> What the task asks
Output only the stretch of the listing that starts at the line containing "Box any statue hair you see." and ends at the line containing "Box any window you see.", reproduced exactly with both ends.

*****

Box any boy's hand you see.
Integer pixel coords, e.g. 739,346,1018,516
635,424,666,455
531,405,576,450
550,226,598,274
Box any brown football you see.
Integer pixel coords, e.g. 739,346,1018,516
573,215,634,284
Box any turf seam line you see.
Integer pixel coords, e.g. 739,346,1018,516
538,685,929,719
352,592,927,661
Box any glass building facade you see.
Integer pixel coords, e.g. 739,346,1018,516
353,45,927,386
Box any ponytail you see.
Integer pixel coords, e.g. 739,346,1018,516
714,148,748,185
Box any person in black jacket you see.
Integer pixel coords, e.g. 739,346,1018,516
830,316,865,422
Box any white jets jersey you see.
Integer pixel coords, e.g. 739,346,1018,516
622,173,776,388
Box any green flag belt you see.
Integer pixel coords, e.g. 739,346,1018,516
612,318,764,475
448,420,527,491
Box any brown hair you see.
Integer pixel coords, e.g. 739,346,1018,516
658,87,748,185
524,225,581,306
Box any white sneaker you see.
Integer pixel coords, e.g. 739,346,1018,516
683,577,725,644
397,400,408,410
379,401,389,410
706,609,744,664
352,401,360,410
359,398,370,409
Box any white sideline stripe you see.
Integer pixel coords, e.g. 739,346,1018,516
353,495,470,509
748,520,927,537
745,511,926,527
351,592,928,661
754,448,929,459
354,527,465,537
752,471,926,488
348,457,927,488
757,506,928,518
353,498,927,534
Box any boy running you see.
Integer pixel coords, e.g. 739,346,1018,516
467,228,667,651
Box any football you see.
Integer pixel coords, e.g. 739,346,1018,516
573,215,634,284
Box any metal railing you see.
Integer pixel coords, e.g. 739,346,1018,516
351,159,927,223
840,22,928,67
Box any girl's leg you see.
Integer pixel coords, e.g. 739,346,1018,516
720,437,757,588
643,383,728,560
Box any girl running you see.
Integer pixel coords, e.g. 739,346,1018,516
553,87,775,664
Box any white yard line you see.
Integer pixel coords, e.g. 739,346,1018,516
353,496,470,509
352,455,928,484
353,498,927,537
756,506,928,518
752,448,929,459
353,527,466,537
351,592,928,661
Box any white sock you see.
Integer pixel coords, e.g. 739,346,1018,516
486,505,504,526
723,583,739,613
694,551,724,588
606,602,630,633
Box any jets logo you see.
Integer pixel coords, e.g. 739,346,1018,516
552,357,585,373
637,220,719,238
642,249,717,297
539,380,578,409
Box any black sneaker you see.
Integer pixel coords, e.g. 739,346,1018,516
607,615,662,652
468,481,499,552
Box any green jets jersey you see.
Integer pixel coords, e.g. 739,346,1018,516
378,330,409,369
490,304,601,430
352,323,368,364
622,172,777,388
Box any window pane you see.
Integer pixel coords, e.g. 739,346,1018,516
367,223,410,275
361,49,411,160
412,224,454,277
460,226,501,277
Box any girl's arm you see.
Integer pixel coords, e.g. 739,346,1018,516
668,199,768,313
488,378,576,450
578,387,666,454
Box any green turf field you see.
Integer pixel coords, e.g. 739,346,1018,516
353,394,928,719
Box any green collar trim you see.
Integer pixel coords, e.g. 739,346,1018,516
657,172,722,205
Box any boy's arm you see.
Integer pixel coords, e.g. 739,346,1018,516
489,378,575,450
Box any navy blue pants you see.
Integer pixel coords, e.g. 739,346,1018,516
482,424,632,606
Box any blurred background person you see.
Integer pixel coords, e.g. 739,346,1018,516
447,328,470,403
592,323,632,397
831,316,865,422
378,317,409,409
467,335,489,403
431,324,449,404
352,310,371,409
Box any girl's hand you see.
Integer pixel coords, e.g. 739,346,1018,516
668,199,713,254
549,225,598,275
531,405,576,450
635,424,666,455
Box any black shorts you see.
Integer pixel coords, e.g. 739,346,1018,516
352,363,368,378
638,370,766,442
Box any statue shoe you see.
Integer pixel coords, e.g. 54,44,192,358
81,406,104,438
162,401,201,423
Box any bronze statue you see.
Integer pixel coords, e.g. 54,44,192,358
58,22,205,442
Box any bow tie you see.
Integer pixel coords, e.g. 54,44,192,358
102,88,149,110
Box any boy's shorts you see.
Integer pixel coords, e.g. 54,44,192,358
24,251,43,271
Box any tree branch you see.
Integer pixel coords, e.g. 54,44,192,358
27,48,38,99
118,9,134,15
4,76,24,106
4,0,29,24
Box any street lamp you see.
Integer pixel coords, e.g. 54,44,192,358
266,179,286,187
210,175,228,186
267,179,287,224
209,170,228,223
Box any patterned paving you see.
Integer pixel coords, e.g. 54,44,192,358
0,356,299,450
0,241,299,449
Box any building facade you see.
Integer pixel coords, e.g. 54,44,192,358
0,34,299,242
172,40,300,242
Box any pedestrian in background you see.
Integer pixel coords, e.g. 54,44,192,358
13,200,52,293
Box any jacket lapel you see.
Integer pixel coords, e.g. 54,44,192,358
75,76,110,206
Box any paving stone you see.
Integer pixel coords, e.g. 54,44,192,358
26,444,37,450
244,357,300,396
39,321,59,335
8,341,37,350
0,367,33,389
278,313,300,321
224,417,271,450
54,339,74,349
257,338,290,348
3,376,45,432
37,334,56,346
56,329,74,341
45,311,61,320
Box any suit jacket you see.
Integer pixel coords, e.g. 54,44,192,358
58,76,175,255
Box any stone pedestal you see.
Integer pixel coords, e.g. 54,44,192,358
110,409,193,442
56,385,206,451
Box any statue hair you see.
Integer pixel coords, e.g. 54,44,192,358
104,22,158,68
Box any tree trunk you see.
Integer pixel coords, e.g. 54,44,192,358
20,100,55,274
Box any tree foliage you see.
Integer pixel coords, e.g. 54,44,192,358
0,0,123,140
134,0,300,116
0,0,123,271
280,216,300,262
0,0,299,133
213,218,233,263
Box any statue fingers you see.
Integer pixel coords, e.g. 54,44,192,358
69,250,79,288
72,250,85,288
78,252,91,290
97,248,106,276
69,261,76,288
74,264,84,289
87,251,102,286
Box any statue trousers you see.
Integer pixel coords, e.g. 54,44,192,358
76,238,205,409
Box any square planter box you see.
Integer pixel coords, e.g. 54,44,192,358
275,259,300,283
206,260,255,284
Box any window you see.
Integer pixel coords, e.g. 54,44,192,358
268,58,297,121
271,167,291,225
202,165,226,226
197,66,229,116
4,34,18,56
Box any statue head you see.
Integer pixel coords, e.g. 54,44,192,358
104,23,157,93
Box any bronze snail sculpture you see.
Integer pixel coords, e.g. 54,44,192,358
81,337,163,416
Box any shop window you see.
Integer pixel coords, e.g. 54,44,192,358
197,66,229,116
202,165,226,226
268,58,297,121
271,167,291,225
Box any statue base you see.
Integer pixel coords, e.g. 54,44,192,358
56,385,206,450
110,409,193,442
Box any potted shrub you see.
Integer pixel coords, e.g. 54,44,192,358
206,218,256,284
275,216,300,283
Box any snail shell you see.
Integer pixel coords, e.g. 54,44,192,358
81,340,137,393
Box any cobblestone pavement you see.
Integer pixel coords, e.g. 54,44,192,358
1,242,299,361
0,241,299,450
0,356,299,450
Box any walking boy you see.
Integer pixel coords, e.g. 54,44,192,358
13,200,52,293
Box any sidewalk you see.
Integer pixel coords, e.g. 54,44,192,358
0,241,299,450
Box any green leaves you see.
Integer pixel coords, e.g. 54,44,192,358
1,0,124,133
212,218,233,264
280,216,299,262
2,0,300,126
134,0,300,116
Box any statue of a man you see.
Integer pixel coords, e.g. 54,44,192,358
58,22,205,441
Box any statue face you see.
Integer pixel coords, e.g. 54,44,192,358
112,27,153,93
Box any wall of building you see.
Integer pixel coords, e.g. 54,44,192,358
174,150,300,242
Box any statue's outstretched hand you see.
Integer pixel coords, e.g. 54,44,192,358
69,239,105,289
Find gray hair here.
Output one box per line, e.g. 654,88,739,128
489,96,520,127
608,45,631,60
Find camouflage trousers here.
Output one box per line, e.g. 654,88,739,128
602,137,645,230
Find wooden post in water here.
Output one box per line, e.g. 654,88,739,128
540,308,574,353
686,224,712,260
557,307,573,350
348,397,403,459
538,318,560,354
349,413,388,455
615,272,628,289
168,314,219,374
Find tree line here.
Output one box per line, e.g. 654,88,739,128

*****

> Result of this task
Box any statue hair you see.
Integer pixel coords, e.g. 54,44,192,358
104,22,158,68
Box any tree trunk you see.
Integer pixel coords, e.g. 54,44,192,358
20,100,55,274
Box any tree foliage you see.
Integer pixel coords, e.g. 54,44,192,358
0,0,123,140
134,0,300,116
0,0,123,271
280,216,300,262
0,0,299,133
213,218,233,263
Box any statue fingers you see.
Integer pixel coords, e.g. 54,44,192,358
69,250,79,288
72,250,85,288
78,252,91,290
97,248,106,276
69,261,76,288
74,264,84,289
87,251,102,286
Box any statue trousers you see.
Integer pixel coords, e.g. 54,44,192,358
76,238,205,409
Box any square planter box you see.
Integer pixel coords, e.g. 54,44,192,358
275,259,300,283
206,260,255,284
Box any window you see.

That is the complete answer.